START RECORDS FOR THIS EXERCISE

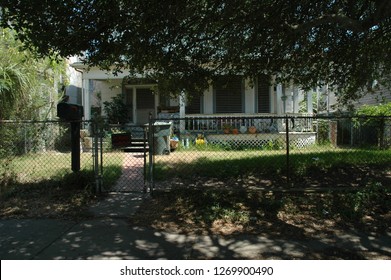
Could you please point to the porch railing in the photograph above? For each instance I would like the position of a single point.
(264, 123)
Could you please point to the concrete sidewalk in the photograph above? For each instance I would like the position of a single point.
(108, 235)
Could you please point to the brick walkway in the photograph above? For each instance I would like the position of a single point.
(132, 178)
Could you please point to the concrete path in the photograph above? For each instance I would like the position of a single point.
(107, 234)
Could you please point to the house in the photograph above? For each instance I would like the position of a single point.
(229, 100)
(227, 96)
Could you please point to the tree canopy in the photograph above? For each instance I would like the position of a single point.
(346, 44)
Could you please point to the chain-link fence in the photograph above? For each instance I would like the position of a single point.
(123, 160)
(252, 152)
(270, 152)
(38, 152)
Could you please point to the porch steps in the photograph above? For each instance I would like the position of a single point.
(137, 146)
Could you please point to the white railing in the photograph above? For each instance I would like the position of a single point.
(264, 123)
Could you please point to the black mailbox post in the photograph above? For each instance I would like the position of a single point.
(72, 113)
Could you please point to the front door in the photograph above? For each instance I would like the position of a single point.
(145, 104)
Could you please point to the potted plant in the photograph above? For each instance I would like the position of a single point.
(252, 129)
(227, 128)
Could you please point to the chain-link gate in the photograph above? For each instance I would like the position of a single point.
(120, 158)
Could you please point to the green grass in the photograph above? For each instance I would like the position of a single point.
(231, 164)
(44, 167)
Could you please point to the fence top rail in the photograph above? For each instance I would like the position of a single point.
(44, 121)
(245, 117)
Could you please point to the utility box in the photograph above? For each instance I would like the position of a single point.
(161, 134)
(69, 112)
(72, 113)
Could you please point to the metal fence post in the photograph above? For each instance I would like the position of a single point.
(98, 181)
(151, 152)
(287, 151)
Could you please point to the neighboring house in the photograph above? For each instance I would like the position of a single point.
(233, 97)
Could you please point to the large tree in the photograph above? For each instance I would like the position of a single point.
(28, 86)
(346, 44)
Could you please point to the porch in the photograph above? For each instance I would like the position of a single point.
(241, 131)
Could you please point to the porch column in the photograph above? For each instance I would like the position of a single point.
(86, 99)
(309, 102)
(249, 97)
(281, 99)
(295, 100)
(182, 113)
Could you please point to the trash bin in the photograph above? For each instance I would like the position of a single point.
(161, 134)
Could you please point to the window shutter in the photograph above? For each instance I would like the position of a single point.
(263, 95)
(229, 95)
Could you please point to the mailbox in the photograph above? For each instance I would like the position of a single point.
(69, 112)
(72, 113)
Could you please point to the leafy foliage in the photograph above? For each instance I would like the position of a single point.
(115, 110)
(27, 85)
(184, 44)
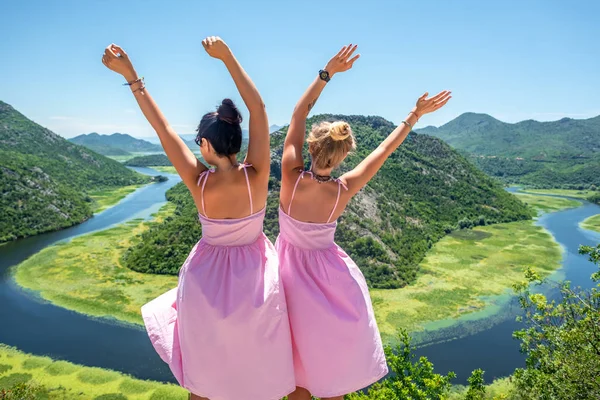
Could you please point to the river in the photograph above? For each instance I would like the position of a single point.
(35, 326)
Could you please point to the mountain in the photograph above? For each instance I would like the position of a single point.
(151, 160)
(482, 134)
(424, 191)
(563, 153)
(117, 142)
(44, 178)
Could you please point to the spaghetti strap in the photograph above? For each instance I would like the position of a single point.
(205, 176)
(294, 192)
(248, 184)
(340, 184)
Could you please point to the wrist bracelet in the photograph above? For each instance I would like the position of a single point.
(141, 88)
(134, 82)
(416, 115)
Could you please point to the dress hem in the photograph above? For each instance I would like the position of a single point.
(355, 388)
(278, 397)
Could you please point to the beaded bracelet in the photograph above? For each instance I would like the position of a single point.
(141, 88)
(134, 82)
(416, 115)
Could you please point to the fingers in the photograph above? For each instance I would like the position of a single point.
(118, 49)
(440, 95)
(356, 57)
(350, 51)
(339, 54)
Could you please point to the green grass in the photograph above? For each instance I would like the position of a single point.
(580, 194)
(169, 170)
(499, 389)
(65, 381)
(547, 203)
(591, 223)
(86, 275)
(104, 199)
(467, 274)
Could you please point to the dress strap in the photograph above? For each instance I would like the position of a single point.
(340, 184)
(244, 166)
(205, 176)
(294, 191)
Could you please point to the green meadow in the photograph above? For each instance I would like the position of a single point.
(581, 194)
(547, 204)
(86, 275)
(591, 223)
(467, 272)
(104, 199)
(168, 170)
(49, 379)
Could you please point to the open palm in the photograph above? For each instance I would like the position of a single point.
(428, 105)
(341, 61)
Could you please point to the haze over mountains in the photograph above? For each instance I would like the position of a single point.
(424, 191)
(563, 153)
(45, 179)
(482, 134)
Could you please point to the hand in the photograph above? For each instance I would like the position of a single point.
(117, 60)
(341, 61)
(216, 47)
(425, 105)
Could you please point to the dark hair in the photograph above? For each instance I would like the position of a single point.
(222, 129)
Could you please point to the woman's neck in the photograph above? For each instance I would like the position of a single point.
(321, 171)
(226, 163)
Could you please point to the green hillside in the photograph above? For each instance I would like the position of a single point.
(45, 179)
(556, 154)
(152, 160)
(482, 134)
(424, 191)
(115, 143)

END RECORDS FOR THIS EXERCISE
START RECORDS FOR THIS EXERCISE

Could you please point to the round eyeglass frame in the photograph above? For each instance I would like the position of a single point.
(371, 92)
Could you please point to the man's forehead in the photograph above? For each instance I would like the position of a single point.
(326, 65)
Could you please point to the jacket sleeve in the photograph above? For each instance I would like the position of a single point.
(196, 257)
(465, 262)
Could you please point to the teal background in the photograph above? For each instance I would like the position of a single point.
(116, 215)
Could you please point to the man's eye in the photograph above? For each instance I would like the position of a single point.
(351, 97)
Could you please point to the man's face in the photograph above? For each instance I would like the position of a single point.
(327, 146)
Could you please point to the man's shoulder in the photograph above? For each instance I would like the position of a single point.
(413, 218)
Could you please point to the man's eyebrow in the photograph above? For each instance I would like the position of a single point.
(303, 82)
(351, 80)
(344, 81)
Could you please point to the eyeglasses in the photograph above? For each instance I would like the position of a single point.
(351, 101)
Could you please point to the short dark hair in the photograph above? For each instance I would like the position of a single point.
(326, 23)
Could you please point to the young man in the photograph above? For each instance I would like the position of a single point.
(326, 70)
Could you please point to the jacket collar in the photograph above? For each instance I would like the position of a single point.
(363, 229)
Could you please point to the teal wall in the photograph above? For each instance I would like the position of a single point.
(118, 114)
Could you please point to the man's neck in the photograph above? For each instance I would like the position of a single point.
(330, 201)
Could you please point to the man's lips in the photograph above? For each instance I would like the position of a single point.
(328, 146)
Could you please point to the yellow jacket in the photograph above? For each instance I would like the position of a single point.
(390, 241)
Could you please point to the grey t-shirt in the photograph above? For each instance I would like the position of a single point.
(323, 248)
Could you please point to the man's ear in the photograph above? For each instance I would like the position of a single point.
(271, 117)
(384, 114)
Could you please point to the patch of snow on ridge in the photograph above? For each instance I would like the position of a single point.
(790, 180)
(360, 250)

END RECORDS FOR THIS EXERCISE

* **WORK TO BE COMPLETED**
Please gather and copy out every line of the material above that contains the string "chain". Case counts, so match only that exact capitalization.

* **THE RESPONSE**
Could you please point to the chain-link fence in the photograph above? For each instance I would like the position of a single point.
Could you please point to the chain-link gate in the photograph above? For each instance I would like the position of a single point.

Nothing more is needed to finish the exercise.